### Extracted records
┄┄┄┄┄┄┄┄┄┄┄┄┄┄┄┄┄┄┄┄

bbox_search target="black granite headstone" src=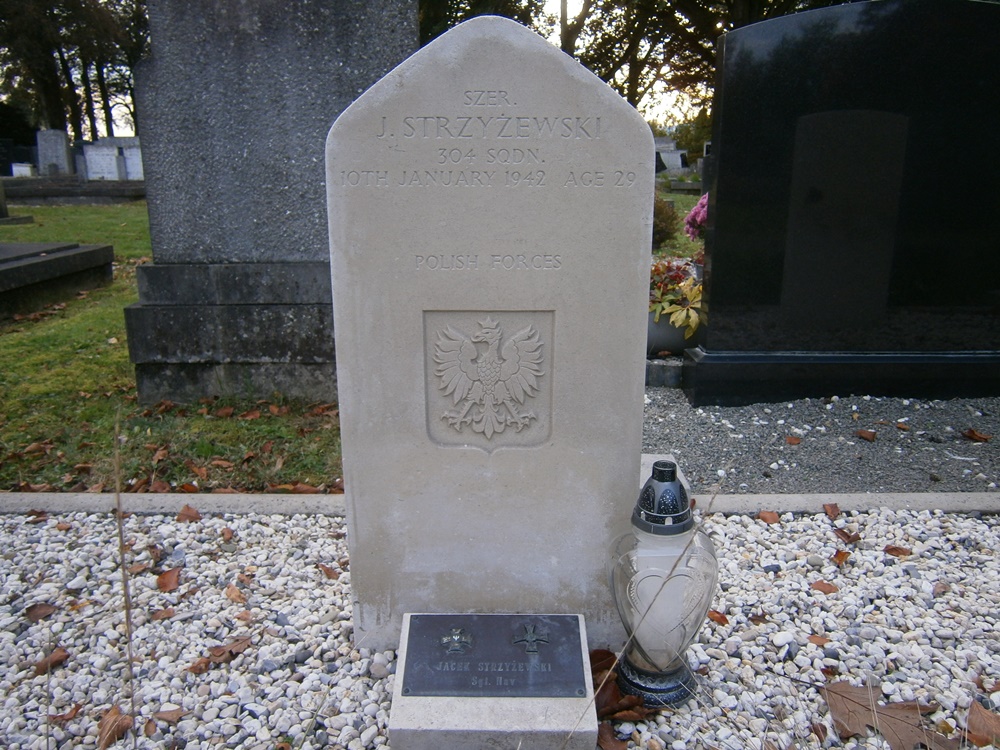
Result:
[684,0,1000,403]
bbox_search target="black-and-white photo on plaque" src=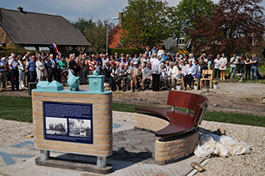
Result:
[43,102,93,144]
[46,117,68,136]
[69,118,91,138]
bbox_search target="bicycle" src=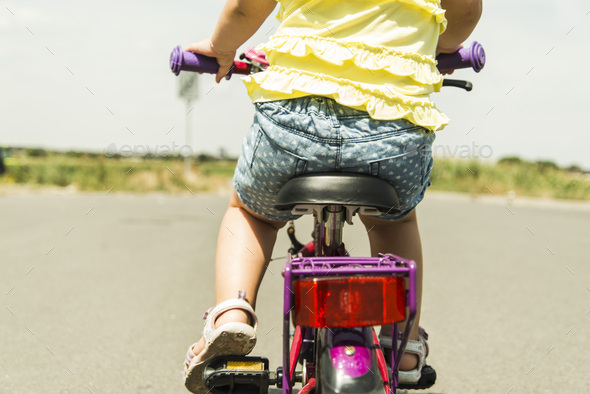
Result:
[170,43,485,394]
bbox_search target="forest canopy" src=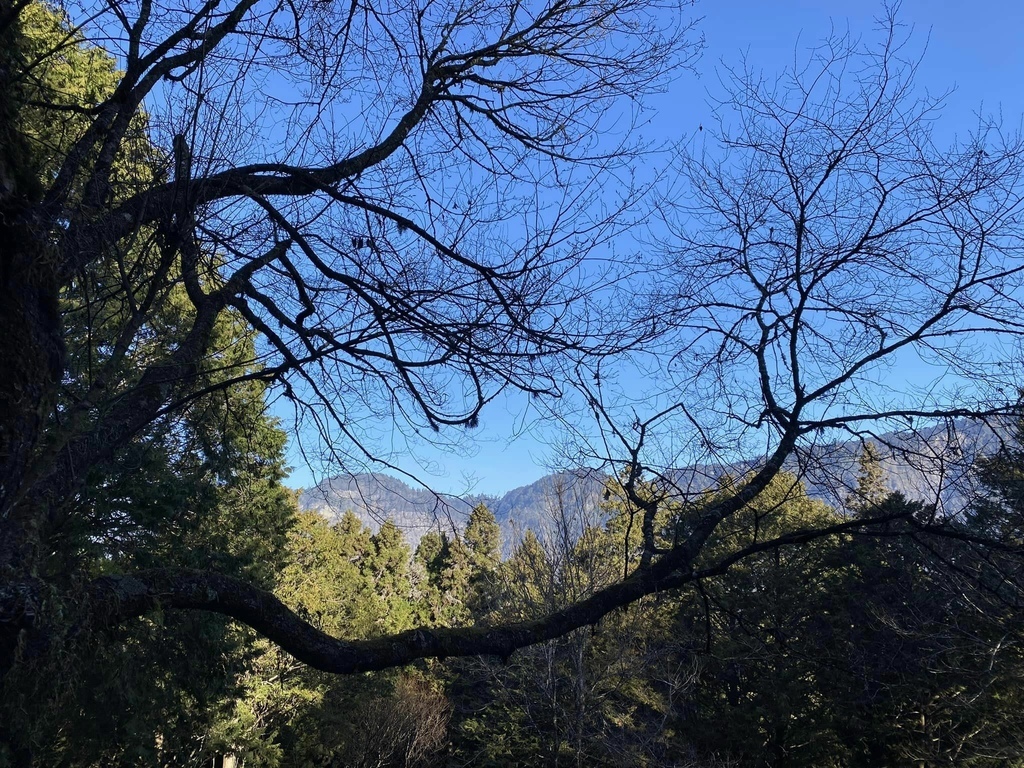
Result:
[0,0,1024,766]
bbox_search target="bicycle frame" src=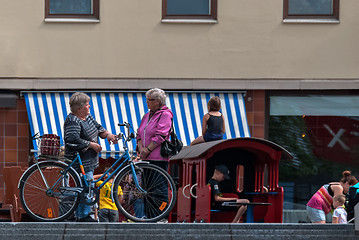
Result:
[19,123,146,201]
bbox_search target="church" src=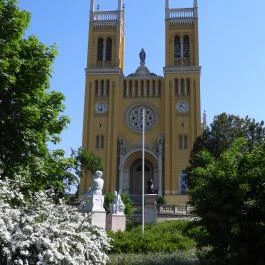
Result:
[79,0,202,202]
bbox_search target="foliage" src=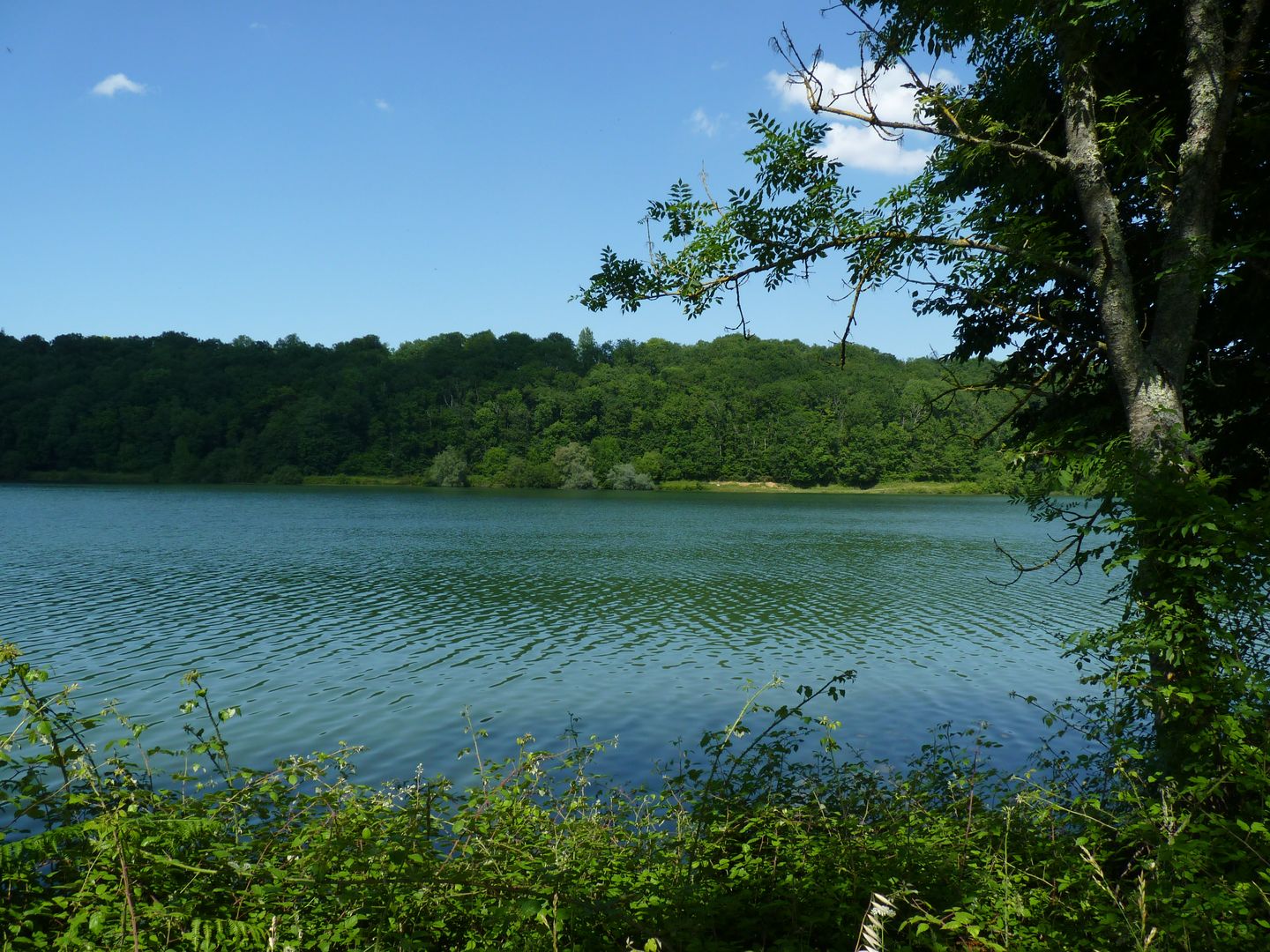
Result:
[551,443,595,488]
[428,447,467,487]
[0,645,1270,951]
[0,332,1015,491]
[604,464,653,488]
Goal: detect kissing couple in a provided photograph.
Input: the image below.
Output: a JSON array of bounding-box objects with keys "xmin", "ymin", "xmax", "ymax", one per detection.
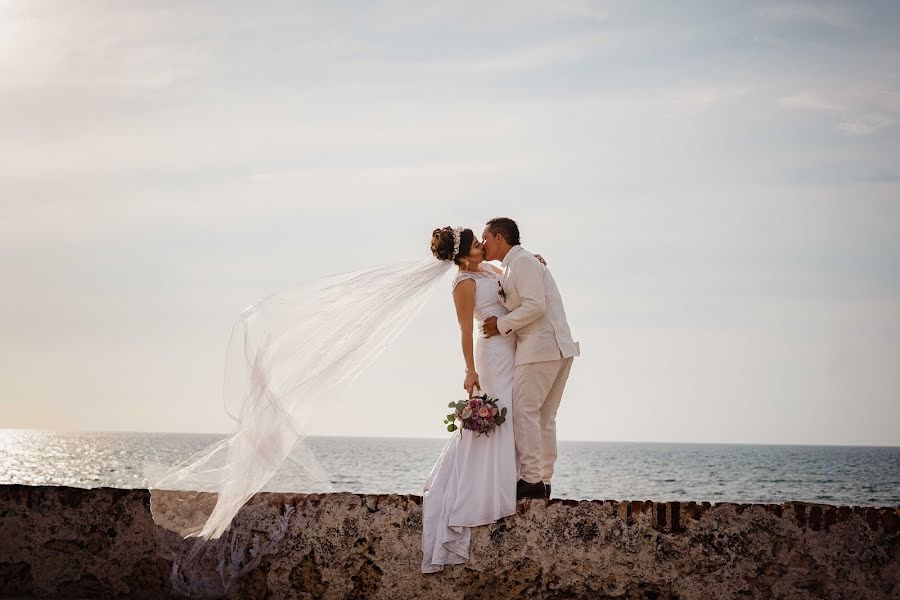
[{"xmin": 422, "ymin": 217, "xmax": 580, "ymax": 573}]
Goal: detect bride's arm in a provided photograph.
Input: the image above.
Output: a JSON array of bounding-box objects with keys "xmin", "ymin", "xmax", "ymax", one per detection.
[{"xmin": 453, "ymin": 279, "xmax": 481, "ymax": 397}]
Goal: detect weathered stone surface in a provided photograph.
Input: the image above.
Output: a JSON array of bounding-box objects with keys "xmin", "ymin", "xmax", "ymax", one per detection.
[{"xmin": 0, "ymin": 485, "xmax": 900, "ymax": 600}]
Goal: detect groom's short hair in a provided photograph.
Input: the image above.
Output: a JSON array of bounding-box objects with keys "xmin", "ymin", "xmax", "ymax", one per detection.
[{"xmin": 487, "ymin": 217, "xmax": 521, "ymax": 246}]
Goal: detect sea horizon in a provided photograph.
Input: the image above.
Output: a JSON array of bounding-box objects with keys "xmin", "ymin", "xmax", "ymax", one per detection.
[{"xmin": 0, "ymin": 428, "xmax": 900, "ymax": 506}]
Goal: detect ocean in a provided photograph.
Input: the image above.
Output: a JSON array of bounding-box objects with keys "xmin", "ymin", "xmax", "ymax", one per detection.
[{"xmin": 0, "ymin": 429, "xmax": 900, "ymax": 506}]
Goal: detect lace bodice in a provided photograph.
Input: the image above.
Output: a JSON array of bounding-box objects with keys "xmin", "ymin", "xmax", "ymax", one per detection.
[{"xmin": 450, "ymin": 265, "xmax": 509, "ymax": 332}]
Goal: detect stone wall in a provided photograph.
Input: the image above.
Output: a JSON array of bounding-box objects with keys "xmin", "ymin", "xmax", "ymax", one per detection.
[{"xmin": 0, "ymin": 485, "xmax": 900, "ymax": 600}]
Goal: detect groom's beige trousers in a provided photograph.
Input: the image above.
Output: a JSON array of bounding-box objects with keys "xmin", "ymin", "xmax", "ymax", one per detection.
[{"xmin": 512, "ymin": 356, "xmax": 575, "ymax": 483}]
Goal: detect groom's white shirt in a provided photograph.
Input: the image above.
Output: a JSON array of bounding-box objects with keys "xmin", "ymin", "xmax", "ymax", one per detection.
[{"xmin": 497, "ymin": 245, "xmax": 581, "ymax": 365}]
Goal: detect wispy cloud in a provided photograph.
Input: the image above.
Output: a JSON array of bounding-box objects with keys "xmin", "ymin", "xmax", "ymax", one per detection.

┄┄┄┄┄┄┄┄┄┄┄┄┄┄┄┄┄┄┄┄

### Short task
Rewrite every line of the listing above as a numbered list, skipping any blank lines. Leave the pictures out of your answer.

### In response
1. bbox_search target="black granite headstone" src=
2. Result:
3. [684,0,1000,403]
4. bbox_search target="black-and-white photo on plaque" src=
5. Result:
6. [43,102,93,144]
7. [46,117,68,136]
8. [69,118,91,138]
9. bbox_search target="bicycle" src=
10. Result:
11. [170,43,485,394]
12. bbox_search target="forest canopy" src=
13. Result:
14. [0,0,1024,766]
15. bbox_search target="bicycle frame" src=
16. Result:
17. [19,123,146,201]
18. bbox_search target="church" src=
19. Result:
20. [79,0,202,202]
21. bbox_search target="foliage" src=
22. Result:
23. [551,443,595,488]
24. [428,447,467,487]
25. [0,645,1270,951]
26. [0,332,1015,491]
27. [604,464,653,488]
28. Goal: detect kissing couple in a provided photograph.
29. Input: the image below.
30. Output: a JSON array of bounding-box objects with keys "xmin", "ymin", "xmax", "ymax", one per detection.
31. [{"xmin": 422, "ymin": 217, "xmax": 580, "ymax": 573}]
32. Goal: detect bride's arm in a provided photograph.
33. Input: the image above.
34. Output: a JSON array of bounding-box objects with keys "xmin", "ymin", "xmax", "ymax", one per detection.
35. [{"xmin": 453, "ymin": 279, "xmax": 481, "ymax": 397}]
36. Goal: detect weathered stone surface in a provided photograph.
37. Input: the image above.
38. Output: a JSON array of bounding-box objects with keys "xmin", "ymin", "xmax", "ymax", one per detection.
39. [{"xmin": 0, "ymin": 485, "xmax": 900, "ymax": 600}]
40. Goal: detect groom's short hair in a provided photograph.
41. Input: the image above.
42. Output: a JSON array of bounding-box objects with keys "xmin", "ymin", "xmax", "ymax", one per detection.
43. [{"xmin": 487, "ymin": 217, "xmax": 521, "ymax": 246}]
44. Goal: detect sea horizon in a provided photograph.
45. Input: the image above.
46. Output: a JSON array of bounding-box objects with keys "xmin", "ymin", "xmax", "ymax", one per detection.
47. [{"xmin": 0, "ymin": 428, "xmax": 900, "ymax": 506}]
48. Goal: detect ocean in a provided photograph.
49. Input: the image above.
50. Output: a JSON array of bounding-box objects with keys "xmin", "ymin", "xmax", "ymax", one per detection.
51. [{"xmin": 0, "ymin": 429, "xmax": 900, "ymax": 506}]
52. Goal: detect lace bodice in a provided photograph.
53. Input: the image above.
54. Output: a JSON array of bounding-box objects with keys "xmin", "ymin", "xmax", "ymax", one per detection.
55. [{"xmin": 450, "ymin": 265, "xmax": 509, "ymax": 332}]
56. Goal: detect stone wall in a provided photograph.
57. Input: the image above.
58. Output: a JSON array of bounding-box objects with keys "xmin", "ymin", "xmax", "ymax", one per detection.
59. [{"xmin": 0, "ymin": 485, "xmax": 900, "ymax": 600}]
60. Goal: detect groom's beige trousers in a provided photograph.
61. Input: the image above.
62. Output: a JSON array of bounding-box objects with keys "xmin", "ymin", "xmax", "ymax", one per detection.
63. [{"xmin": 512, "ymin": 356, "xmax": 575, "ymax": 483}]
64. Goal: detect groom's white shirt in a provided photograph.
65. Input: the image above.
66. Output: a JSON array of bounding-box objects with keys "xmin", "ymin", "xmax", "ymax", one per detection.
67. [{"xmin": 497, "ymin": 245, "xmax": 581, "ymax": 365}]
68. Goal: detect wispy cloud in a provided photograph.
69. Input: the image above.
70. Output: a JSON array of bounding-box objects with keys "xmin", "ymin", "xmax", "ymax", one per detection.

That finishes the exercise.